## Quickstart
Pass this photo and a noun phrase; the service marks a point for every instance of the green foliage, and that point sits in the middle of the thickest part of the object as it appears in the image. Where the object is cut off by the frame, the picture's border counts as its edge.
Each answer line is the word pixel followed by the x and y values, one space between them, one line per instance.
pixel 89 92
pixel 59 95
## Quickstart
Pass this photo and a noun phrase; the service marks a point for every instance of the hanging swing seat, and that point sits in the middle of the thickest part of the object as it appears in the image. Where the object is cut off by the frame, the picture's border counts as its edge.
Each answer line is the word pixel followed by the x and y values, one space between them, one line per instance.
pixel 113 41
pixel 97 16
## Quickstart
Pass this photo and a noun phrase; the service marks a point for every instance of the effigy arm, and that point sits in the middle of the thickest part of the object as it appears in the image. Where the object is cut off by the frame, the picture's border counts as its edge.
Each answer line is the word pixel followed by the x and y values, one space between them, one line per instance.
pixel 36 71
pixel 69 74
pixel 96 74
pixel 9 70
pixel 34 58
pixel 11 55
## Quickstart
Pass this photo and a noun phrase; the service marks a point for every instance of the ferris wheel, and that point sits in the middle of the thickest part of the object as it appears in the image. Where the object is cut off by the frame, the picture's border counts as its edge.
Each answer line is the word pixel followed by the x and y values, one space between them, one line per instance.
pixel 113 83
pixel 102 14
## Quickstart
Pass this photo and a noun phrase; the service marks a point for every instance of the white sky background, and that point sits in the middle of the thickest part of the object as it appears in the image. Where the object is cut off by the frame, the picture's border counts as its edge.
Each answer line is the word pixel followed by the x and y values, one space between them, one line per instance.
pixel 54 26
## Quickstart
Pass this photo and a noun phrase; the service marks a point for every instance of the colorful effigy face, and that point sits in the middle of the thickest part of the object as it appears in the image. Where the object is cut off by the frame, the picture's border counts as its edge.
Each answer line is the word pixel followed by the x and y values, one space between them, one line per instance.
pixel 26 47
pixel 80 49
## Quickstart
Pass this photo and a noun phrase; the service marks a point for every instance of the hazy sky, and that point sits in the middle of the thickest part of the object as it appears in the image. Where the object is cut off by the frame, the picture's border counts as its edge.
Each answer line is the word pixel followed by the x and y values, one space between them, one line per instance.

**Requirement**
Reproduce the line that contains "of the white" and each line after it through the last line of the entries above, exactly; leave out all earlier lines.

**Answer to this exercise**
Pass this photo and a noun phrase; the service marks a point for every instance of the white sky background, and that point sits in the middle of the thickest part of the object as it appears in the image. Where the object is cut off by the frame, the picture's border counts as its edge.
Each answer line is the word pixel followed by the x and y values, one space between them, one line per instance.
pixel 54 26
## Quickstart
Pass this photo and a noun phrase; the service marks a point for every instance of the colorful effigy face, and that point sits in the middle of the thickest part of the object as it appears in the image. Where the object is cut off by the frame, the picture's border counts as its edge.
Each answer line is the word pixel followed by the x and y values, one space between them, one line per instance.
pixel 26 47
pixel 80 49
## Quickstart
Pass this photo and a noun phrase; the service marks a point for every instance of the hazy sky, and that point sits in the middle of the thickest part of the object as it appears in the image. Where the object is cut off by the frame, the picture's border counts as its edge.
Each answer line is the word pixel followed by the x and y values, one space between them, one line per instance.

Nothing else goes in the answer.